#### What to work on:
A - List every organization that the wastewater surveillance report names specifically, giving each name as the report gives it.
B - Repeat, word for word, the passage of the wastewater surveillance report that starts at the words "Studying wastewater data" and ends after the words "throughout an area.".

#### Document extract:
2023 Public Health Laboratory Annual Report
Wastewater Testing Helps Fight COVID-19, Other Infectious Disease
Wastewater surveillance can provide early warning of the spread of infectious disease
When the Department of Health and other American public health institutions fight an infectious disease like COVID-19, it is important to know where the pathogen is spreading. Traditionally, it is discovered after people have reported the symptoms and received diagnoses at hospitals.
Studying wastewater data can help scientists detect infectious diseases in a community even before data from doctor’s offices or hospitals is reported to public health officials.
Wastewater Testing on a National Scale
In September 2020, the Centers for Disease Control and Prevention (CDC), along with the Minnesota Department of Health and several other state institutions, established a system for earlier detection. The National Wastewater Surveillance System (NWSS) tests samples from sewage to discover whether pathogens have spread throughout an area.

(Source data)

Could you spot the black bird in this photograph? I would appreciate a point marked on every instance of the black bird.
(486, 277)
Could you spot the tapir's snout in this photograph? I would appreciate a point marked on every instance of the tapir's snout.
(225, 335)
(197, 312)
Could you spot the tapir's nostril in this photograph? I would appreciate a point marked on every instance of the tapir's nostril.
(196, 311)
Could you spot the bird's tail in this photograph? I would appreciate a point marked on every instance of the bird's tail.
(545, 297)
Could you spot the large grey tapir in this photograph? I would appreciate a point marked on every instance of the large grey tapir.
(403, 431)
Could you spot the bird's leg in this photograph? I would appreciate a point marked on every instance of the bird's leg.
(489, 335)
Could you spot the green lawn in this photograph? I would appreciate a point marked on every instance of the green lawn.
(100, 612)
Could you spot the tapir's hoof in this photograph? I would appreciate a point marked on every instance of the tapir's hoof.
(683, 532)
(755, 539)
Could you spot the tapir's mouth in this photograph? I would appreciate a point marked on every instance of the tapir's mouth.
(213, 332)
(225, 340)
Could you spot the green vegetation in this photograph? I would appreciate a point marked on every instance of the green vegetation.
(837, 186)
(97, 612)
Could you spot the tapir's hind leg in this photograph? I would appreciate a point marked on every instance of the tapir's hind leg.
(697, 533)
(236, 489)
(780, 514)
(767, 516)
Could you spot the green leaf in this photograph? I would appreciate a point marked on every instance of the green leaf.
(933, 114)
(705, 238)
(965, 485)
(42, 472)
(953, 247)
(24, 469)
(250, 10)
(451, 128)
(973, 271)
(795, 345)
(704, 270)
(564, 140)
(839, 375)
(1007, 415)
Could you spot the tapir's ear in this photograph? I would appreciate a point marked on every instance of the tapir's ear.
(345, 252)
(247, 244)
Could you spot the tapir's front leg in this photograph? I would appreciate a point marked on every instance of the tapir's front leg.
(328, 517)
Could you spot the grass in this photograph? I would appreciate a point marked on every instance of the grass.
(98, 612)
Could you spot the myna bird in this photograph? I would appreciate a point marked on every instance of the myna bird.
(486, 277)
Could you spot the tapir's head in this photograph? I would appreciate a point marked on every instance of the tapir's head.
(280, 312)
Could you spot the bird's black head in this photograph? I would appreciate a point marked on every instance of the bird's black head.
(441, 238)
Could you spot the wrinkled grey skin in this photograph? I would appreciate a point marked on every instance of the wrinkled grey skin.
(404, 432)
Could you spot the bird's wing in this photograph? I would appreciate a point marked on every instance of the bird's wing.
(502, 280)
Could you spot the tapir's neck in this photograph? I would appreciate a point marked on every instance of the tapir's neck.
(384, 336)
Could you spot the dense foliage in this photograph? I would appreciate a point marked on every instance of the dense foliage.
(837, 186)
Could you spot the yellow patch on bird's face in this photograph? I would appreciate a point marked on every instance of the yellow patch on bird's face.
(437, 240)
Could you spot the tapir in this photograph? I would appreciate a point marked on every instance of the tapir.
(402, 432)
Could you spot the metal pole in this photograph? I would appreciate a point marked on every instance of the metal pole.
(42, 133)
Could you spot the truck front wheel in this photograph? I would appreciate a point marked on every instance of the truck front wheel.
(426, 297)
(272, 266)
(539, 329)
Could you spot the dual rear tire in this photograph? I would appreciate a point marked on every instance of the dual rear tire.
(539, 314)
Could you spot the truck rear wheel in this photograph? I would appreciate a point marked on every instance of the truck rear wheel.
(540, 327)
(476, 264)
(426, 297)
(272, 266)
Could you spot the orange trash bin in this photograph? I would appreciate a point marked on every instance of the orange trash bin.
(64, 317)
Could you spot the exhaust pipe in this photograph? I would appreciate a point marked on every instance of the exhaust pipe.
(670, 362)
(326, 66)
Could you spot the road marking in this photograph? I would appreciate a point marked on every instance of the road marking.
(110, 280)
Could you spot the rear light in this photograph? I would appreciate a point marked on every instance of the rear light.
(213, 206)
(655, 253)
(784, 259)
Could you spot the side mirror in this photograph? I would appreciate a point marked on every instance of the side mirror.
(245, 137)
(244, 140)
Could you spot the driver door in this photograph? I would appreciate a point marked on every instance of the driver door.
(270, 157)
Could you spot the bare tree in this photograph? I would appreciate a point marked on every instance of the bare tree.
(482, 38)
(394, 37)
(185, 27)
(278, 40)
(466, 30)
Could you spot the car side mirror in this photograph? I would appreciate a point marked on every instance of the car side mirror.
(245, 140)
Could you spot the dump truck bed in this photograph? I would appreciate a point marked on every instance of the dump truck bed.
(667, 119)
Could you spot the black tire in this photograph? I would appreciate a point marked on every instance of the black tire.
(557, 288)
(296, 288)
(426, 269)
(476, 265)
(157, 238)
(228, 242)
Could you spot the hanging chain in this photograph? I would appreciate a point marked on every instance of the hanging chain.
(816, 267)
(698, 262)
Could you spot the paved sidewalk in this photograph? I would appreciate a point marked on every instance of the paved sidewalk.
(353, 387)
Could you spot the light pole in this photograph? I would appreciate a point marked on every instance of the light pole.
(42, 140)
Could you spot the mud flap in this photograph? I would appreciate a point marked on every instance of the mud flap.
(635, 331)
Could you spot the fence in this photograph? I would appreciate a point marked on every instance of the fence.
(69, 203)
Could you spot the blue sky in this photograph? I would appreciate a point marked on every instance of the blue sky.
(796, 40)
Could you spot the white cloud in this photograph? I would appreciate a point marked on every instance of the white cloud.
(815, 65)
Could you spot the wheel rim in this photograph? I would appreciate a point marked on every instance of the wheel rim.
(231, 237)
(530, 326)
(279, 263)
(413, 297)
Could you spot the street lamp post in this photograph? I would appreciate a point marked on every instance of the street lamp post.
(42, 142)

#### Answers:
A -
Department of Health
Centers for Disease Control and Prevention (CDC)
Minnesota Department of Health

B -
Studying wastewater data can help scientists detect infectious diseases in a community even before data from doctor’s offices or hospitals is reported to public health officials.
Wastewater Testing on a National Scale
In September 2020, the Centers for Disease Control and Prevention (CDC), along with the Minnesota Department of Health and several other state institutions, established a system for earlier detection. The National Wastewater Surveillance System (NWSS) tests samples from sewage to discover whether pathogens have spread throughout an area.